(Entries on locating named things)

## begin

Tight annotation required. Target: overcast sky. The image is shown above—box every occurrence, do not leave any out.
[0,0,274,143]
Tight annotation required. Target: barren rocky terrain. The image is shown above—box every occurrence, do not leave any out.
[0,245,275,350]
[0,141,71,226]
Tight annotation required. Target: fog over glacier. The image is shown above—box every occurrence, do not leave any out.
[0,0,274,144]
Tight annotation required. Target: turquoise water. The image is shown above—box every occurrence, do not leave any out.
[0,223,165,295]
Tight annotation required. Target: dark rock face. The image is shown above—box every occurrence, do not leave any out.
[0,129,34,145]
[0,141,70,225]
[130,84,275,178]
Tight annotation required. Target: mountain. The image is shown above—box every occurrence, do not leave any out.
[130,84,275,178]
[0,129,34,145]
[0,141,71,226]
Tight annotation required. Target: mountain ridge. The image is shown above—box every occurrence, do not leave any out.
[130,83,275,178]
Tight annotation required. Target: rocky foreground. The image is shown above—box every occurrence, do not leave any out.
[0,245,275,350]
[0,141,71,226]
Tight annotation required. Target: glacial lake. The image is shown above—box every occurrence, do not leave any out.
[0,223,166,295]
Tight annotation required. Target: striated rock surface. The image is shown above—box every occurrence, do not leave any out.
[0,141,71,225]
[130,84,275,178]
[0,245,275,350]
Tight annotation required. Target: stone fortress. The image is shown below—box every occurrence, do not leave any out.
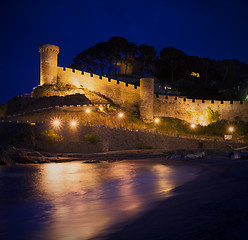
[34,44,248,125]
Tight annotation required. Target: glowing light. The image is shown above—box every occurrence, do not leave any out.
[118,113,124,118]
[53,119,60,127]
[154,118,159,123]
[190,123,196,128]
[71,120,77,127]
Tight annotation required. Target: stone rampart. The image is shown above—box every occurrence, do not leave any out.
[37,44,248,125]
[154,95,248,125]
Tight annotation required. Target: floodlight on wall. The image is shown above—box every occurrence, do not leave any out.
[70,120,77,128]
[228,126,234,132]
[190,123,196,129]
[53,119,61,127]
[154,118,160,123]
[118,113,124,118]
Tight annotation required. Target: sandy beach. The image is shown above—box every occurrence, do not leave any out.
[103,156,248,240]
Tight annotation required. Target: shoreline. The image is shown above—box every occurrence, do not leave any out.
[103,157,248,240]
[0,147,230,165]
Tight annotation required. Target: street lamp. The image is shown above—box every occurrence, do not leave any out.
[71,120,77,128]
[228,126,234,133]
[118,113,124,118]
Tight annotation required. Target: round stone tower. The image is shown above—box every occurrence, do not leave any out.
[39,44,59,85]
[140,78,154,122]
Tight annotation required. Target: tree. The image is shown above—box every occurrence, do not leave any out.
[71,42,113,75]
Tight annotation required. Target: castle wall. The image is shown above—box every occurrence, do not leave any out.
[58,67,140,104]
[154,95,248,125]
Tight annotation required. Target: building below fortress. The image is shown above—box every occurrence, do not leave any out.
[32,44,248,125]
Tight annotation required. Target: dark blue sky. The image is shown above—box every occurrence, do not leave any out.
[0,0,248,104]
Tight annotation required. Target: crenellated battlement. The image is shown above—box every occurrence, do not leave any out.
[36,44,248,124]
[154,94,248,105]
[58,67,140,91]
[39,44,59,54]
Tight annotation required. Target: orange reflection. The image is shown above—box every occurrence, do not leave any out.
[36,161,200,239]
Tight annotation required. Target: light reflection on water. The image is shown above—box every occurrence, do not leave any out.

## end

> [YOUR GOAL] Give everything from the start of the entries down to the line containing "[0,0,274,144]" again, switching "barren rocky terrain" to "bare rocky ground" and keeping all else unchanged.

> [FINISHED TASK]
Tight annotation required. Target: overcast sky. The image is shown above—box every occurrence, do not leave any out.
[0,0,274,143]
Tight annotation required. Target: bare rocky ground. The image is shown above—box every occurrence, do not leave any out.
[0,245,275,350]
[0,141,71,226]
Tight annotation required. Target: fog over glacier. The image is shown above—box every occurrence, do not leave any out.
[0,0,274,144]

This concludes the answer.